Please reproduce the following records exactly as they appear.

*** Begin section ***

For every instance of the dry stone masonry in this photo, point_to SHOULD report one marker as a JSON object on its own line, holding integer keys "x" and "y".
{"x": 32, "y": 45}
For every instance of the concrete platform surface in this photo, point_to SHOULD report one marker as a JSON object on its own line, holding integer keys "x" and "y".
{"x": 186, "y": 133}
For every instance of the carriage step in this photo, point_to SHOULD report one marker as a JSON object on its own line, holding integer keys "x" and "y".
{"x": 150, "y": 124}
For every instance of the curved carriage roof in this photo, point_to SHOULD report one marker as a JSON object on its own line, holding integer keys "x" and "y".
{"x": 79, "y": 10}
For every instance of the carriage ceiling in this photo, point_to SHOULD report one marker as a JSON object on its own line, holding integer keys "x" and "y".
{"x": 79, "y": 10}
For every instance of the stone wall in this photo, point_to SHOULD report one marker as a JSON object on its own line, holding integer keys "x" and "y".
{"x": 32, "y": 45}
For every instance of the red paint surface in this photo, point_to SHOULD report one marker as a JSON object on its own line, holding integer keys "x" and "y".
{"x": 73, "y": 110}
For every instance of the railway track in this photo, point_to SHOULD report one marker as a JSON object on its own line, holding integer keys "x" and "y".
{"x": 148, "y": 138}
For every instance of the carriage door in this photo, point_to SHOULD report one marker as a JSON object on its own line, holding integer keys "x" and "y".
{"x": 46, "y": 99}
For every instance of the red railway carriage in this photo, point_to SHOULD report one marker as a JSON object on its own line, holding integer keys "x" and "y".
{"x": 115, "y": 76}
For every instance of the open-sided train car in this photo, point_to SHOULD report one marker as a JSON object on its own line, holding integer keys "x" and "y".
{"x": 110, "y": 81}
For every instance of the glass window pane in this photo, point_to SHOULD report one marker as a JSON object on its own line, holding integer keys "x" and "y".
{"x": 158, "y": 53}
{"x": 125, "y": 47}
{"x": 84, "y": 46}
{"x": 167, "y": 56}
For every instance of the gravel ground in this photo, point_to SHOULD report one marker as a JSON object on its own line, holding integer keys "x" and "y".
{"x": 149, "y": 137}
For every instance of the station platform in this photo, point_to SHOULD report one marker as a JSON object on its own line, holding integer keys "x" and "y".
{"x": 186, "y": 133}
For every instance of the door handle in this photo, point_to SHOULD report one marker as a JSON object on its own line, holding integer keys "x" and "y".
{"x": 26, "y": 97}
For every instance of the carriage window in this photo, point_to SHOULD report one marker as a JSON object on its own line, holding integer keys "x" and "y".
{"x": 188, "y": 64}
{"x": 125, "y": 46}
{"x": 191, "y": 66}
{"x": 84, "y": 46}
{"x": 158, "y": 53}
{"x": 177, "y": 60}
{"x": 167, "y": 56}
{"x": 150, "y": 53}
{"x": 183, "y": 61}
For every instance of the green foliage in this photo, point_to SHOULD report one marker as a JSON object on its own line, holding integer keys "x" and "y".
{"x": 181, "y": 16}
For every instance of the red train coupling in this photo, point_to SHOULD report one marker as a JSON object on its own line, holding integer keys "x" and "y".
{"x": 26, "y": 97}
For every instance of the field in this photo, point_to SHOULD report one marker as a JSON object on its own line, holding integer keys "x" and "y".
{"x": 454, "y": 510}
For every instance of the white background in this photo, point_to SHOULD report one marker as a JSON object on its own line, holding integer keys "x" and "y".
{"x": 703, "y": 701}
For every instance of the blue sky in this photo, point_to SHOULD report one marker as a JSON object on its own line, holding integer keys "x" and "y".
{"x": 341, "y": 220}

*** End section ***

### TASK SOLUTION
For every instance of the dry stone masonry in this photo, point_to SHOULD report one marker as a JSON object on its own line, holding integer keys "x" and "y".
{"x": 32, "y": 45}
For every instance of the concrete platform surface in this photo, point_to SHOULD report one marker as a JSON object on its own line, holding integer keys "x" and "y".
{"x": 186, "y": 133}
For every instance of the carriage step in this photo, point_to SHOULD report one marker as a JSON object on its own line, holding integer keys "x" and "y".
{"x": 150, "y": 124}
For every instance of the curved carriage roof in this photo, point_to SHOULD report one marker as a JSON object on its own line, holding integer keys "x" and "y".
{"x": 79, "y": 10}
For every instance of the carriage ceiling in this photo, point_to SHOULD report one marker as a JSON object on its own line, holding integer keys "x" and "y".
{"x": 79, "y": 10}
For every instance of the stone wall in this photo, point_to SHOULD report one marker as a JSON object on its own line, holding integer keys "x" and "y".
{"x": 32, "y": 45}
For every instance of the red paint surface in this photo, point_to SHOULD report one marker as a JSON object on its own line, holding integer keys "x" and "y".
{"x": 73, "y": 110}
For every instance of the railway track in this photo, point_to SHOULD report one marker as a JSON object on its own line, holding integer keys "x" and "y".
{"x": 148, "y": 138}
For every instance of the carriage door in this photo, point_to SHOULD report one marker as a JSON object on its own line, holding integer keys "x" and "y".
{"x": 46, "y": 99}
For every instance of the red railway carriage in this photo, point_to SHOULD report one marker as a JSON object on its own line, holding integer keys "x" and "y".
{"x": 115, "y": 76}
For every instance of the open-sided train car in this photo, point_to SHOULD report one marker as a JSON object on its own line, holding integer keys "x" and "y".
{"x": 110, "y": 81}
For every instance of the glass window pane in this photo, point_to SHOULD report one marker as a JSON object on its own line, holding integer keys "x" and "y".
{"x": 158, "y": 53}
{"x": 125, "y": 47}
{"x": 84, "y": 46}
{"x": 167, "y": 56}
For every instance of the gravel ground in this photo, point_to SHOULD report one marker as a JSON object on its own line, holding integer keys "x" and "y".
{"x": 149, "y": 137}
For every instance of the station platform in this photo, point_to SHOULD report one marker as a JSON object on its own line, holding integer keys "x" and "y".
{"x": 186, "y": 133}
For every instance of the door handle in this photo, point_to SHOULD report one marker as a JSON object on its own line, holding integer keys "x" and "y".
{"x": 26, "y": 97}
For every instance of the carriage window in this photo, point_to SHOULD report one marker as a JSON object on its own line, holding integer keys "x" and "y".
{"x": 188, "y": 64}
{"x": 125, "y": 46}
{"x": 191, "y": 66}
{"x": 84, "y": 46}
{"x": 158, "y": 53}
{"x": 177, "y": 60}
{"x": 167, "y": 56}
{"x": 150, "y": 53}
{"x": 183, "y": 61}
For every instance of the green foliage in this photo, point_to SHOULD report one marker as a JSON object on its own line, holding integer keys "x" and "y".
{"x": 181, "y": 16}
For every instance of the red train coupling in this photo, point_to SHOULD report one marker as a JSON object on its own line, holding integer keys "x" and "y".
{"x": 26, "y": 97}
For every instance of the field in this photo, point_to SHOULD report one marker as a JSON object on its own line, holding integer keys "x" and "y".
{"x": 454, "y": 510}
For every instance of the white background in this photo, point_to SHOULD report one marker as a JSON object on its own line, holding integer keys "x" and "y".
{"x": 703, "y": 701}
For every instance of the blue sky in this photo, point_to SHOULD report one marker as a JSON object on its own line, holding integer keys "x" and "y".
{"x": 341, "y": 220}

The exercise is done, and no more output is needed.